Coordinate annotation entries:
┏━━

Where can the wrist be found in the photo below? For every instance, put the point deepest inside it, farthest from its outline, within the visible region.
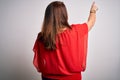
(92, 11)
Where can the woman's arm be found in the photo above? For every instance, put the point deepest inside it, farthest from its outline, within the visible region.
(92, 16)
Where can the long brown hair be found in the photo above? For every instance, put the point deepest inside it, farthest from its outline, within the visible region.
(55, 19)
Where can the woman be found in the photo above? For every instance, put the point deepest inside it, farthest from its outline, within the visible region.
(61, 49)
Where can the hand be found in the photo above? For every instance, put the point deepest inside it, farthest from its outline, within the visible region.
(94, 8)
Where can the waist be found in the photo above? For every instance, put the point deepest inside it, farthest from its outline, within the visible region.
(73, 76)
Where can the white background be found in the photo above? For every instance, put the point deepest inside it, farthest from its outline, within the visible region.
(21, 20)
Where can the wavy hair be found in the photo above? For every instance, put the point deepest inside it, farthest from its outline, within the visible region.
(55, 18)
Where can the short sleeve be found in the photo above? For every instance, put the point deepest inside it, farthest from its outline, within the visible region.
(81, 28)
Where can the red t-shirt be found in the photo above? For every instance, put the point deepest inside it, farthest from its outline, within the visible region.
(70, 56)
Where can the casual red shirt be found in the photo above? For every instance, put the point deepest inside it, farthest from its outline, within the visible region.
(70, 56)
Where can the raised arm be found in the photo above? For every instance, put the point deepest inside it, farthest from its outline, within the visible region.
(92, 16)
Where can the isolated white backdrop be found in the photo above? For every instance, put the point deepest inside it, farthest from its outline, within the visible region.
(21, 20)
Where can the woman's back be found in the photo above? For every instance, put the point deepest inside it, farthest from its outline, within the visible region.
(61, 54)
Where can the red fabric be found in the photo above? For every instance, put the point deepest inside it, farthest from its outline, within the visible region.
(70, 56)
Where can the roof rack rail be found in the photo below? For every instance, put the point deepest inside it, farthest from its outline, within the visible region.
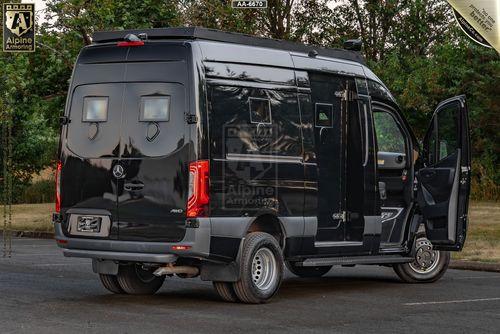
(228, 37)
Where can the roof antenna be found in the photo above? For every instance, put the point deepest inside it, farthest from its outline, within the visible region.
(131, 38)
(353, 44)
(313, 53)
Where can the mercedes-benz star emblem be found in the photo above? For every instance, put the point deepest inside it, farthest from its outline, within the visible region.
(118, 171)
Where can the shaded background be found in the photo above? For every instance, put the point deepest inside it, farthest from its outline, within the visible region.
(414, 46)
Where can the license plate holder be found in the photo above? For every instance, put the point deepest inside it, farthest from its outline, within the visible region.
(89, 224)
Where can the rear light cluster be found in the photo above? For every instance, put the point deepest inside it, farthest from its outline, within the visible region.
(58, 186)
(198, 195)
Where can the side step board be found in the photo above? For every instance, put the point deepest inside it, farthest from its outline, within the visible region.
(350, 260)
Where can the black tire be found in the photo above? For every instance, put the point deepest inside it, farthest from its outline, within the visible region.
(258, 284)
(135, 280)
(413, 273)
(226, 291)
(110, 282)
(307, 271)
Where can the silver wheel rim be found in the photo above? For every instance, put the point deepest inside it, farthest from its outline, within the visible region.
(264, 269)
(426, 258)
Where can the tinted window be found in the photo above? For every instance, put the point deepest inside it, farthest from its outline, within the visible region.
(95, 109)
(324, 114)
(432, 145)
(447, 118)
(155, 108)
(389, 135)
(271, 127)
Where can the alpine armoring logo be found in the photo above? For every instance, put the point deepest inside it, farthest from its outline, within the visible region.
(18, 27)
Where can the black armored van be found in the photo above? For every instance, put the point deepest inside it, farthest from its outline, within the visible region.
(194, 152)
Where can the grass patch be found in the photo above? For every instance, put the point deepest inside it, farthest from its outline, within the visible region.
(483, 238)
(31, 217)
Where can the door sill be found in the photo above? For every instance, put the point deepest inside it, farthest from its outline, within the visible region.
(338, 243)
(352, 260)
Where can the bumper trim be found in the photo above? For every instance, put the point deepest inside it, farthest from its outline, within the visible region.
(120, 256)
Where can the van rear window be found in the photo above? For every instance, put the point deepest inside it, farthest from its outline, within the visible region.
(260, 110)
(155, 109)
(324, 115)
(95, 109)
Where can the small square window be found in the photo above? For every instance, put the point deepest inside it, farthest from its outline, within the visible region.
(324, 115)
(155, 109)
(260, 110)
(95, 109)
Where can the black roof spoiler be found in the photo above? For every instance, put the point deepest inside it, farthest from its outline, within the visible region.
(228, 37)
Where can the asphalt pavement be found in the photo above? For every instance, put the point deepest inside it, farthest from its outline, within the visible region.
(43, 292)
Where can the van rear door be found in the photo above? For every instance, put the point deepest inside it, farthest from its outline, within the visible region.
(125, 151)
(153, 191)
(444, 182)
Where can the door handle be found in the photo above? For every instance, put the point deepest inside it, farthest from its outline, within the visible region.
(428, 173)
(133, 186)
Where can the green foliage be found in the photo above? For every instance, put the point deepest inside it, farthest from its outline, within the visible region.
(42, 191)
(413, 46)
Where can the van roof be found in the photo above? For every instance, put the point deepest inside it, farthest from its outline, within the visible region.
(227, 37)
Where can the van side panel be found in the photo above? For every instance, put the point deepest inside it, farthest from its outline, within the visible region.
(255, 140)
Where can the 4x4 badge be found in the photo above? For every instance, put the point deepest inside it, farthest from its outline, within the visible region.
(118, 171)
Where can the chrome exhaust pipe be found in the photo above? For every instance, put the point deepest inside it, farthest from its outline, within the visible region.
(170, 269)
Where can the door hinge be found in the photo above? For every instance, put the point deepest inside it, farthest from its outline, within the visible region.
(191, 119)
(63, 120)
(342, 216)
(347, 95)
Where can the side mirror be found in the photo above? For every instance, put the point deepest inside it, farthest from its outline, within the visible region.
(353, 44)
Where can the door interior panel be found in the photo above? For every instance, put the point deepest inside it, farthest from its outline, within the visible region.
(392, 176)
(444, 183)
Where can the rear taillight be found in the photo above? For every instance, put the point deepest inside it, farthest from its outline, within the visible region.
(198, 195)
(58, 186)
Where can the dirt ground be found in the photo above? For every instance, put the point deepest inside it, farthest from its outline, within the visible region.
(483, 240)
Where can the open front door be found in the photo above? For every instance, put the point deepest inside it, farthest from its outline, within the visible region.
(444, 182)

┗━━

**What is required**. Pictures are to be left out; all else in the entries above is to be quoted exactly.

**Reply to the task**.
Where can the wrist be found in the photo below? For every instance, put the point deepest inside it, farthest from its outline, within the visible region.
(92, 11)
Where can the woman's arm be found in the photo above? For every instance, put the point deepest inside it, farthest from its outline, within the visible region.
(92, 16)
Where can the long brown hair be found in the photo above? For every instance, put the point deepest inside it, farthest from its outline, within the visible region.
(55, 19)
Where can the woman be found in the photo above? For every instance, put the point deepest inside it, farthest from its outline, within the visible region.
(61, 49)
Where can the hand be found in the photo above? For every instance, put the point deepest inside it, farthest from its outline, within the visible region.
(94, 8)
Where can the waist be found in the photo above? For every instance, put the point deepest inside it, farthest from its outline, within the visible region.
(73, 76)
Where can the white background be found in the photo above? For every instance, put the point deepest inside it, farthest from its outline, within the visible region.
(21, 20)
Where can the wavy hair be found in the photo above? For every instance, put the point deepest inside it, farthest from its outline, within the visible region.
(55, 18)
Where can the short sleeve be found in the photo above? For every instance, put the point deepest inside it, farthest from its outline, within the visible region.
(81, 28)
Where can the red t-shirt be found in the photo above? For every instance, put the point deepest inside it, farthest from its outline, within the visible region.
(70, 56)
Where can the casual red shirt be found in the photo above? For every instance, put the point deepest inside it, farthest from its outline, within the visible region.
(70, 56)
Where can the raised arm be found in the photo above? For every instance, put the point deepest inside it, farthest from its outline, within the visible region.
(92, 16)
Where can the isolated white backdrop be found in the photo above? For every instance, put the point deepest inside it, farthest from its outline, within the visible region.
(21, 20)
Where can the woman's back be found in the photo above? For every instance, put the point deepest inside it, farthest from its outline, within the visible region.
(61, 54)
Where can the red fabric be found in the photo above? For every instance, put the point deepest inside it, farthest from its outline, within the visible region.
(70, 56)
Where can the roof rack rail be found in the photo below? For every instance, put the point deepest inside it, farthest from its outline, within the visible region.
(228, 37)
Where can the roof antenna be found in the photo above? For every instance, put the point deepest inside it, farthest from its outline, within the visible region.
(131, 38)
(353, 44)
(313, 53)
Where can the mercedes-benz star emblem be found in the photo above? For every instance, put the point deepest inside it, farthest from its outline, within the visible region.
(118, 171)
Where can the shaded background be found in the photo above? For every instance, put the point deepest inside it, farthest from its outline, within the visible region.
(414, 46)
Where can the license plate holder be found in the photo above? For every instance, put the point deepest inside it, farthest from its outline, within the visible region.
(89, 224)
Where can the rear light cluster be found in the photo above? For every instance, put the point deepest inside it, farthest from its outline, within the visible region.
(58, 186)
(198, 195)
Where can the side step board be found in the photo above? For every instance, put the point deepest inside it, farthest from its outline, within the visible region.
(350, 260)
Where can the black tire be found in the photo above? For every instance, put the point deepest inside it, farthest from its outline, within the visible region.
(258, 284)
(135, 280)
(413, 273)
(226, 291)
(110, 282)
(307, 271)
Where can the silver wheel rim be found in the photo above? For every instance, put the point deepest inside it, farthest from its outline, within the visible region.
(264, 269)
(426, 258)
Where can the tinted window be found in the photo above? For every instance, put the point deepest inside it, farthest from its outline, within the visible region.
(95, 109)
(324, 114)
(432, 145)
(447, 118)
(155, 108)
(389, 135)
(271, 127)
Where can the alpine armoring logo be found in the photo above? For every instance, put the point deepest inside it, farthest from its outline, within the visible region.
(18, 27)
Where can the black armored van be found in the photo above? For every instance, put the point deepest inside it, farthest from its outline, within the visible region.
(194, 152)
Where can the grass patch be found in the photo above? For every instance, put the point deepest inside it, farthest from its outline, within the visible region.
(483, 238)
(31, 217)
Where can the door sill be found in the photo above? For every instance, put the point deepest inside it, farthest from its outline, within the visible region.
(338, 243)
(352, 260)
Where can the bumper trim be found in the photo above? For every instance, put the point deepest inside it, farthest from its outline, within the visible region.
(120, 256)
Where can the van rear window be found in the photo above? For every instance, put the point deepest inside it, farthest from its outline, within the visible region.
(260, 110)
(155, 109)
(324, 115)
(95, 109)
Where can the small square window be found in the photo above? For every instance, put the point deepest inside it, farthest from its outline, within the visible region.
(324, 115)
(155, 109)
(260, 110)
(95, 109)
Where can the black roof spoiler be found in the photo above? For every instance, put the point deepest inside it, farthest from its outline, within the visible region.
(228, 37)
Where can the asphalt pavement be found in the photo above? For every instance, put the point deepest inside it, farthest from its outline, within the visible region.
(43, 292)
Where can the van rear door be found in the photo above? For every instance, put the point deepest inside it, farthest from its outline, within the visible region.
(125, 151)
(153, 191)
(444, 182)
Where can the door handle be found in the photo above? For every instance, put the point deepest inside it, farthest from its outline, within the visible region.
(428, 173)
(133, 186)
Where can the green foliage be found in the photo above? For every instance, put the point deepest inside it, farthest from its outline, within the visible region.
(42, 191)
(413, 46)
Where can the van roof be found in the photo above? For every instance, put the point deepest inside it, farthest from its outline, within the visible region.
(227, 37)
Where can the van side panel be found in the photo above? For every instance, put the point deepest inside it, farthest from its outline, within the visible region.
(255, 140)
Where can the 4x4 badge be found in the photo above? For every instance, put the point deepest inside it, farthest from its outline, within the visible region.
(118, 171)
Where can the chrome exhaust pipe be found in the photo above? For every instance, put the point deepest inside it, farthest from its outline, within the visible region.
(170, 269)
Where can the door hinge be found in the photo above? For every instance, put the point deepest inside it, farthest from its outline, within the visible region.
(191, 119)
(63, 120)
(342, 216)
(347, 95)
Where can the side mirror be found in the photo above? For every instance, put the point deepest inside it, farthest from its outline, within the visible region.
(353, 44)
Where can the door interior panel be found in the photo above? For every instance, put the point deepest inside it, farthest from its outline, within the visible region.
(392, 176)
(444, 183)
Where can the rear taillight be found in the photo above? For every instance, put the point deepest inside it, farthest from its outline, within the visible region.
(198, 195)
(58, 186)
Where can the dirt ground be found in the photo above? For every instance, put the point deepest inside it, farthest from its outline, within the visible region.
(483, 240)
Where can the open front door be found in the photo above? For every instance, put the point deepest inside it, farthest from its outline, within the visible region.
(444, 182)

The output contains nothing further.